(Object location annotation data)
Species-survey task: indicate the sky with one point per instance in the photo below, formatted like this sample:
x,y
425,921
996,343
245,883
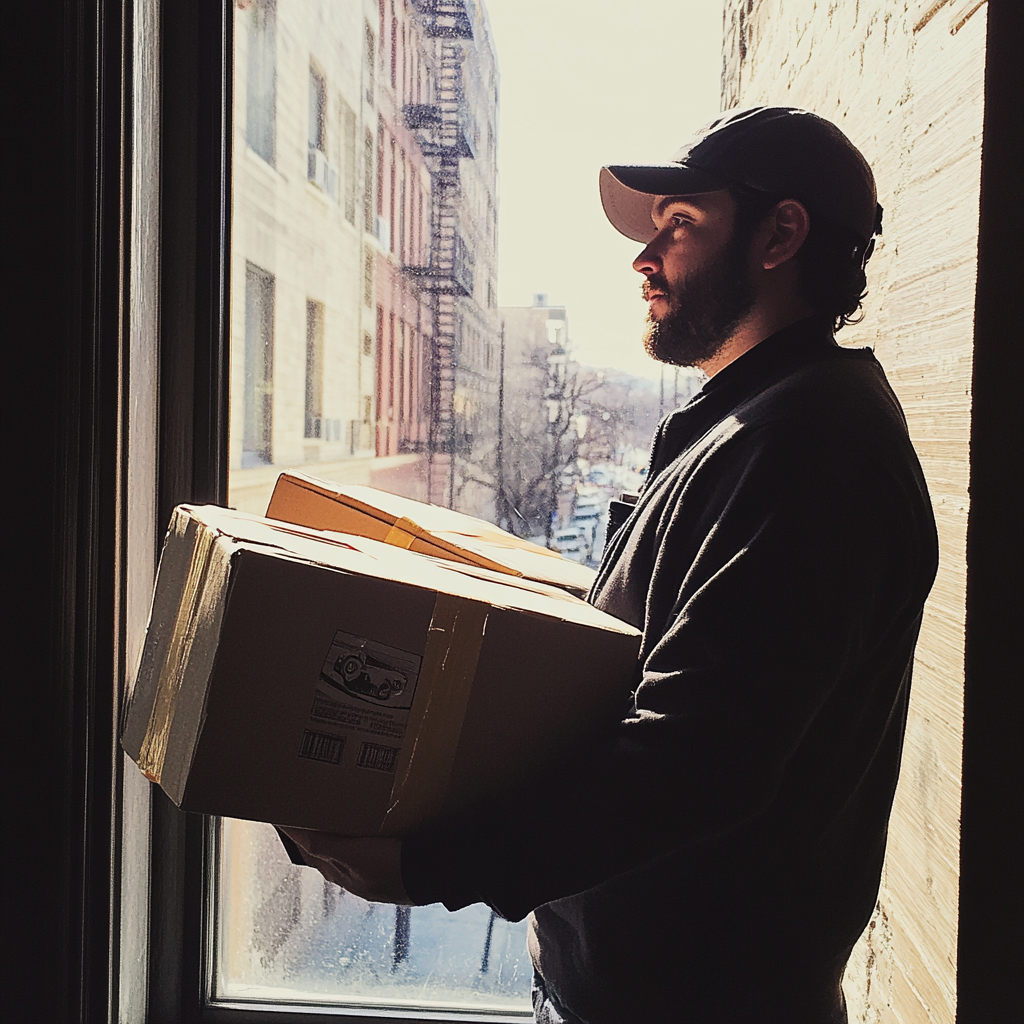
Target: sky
x,y
586,83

== REQUIRED WORK ==
Can you reproduce the data above line for line, leaving out the pictures?

== RIGHT ANSWER ==
Species-survey task: indicate the sky with one point per instance in the photo below, formatted like this sample:
x,y
425,921
996,343
245,883
Target: sky
x,y
586,83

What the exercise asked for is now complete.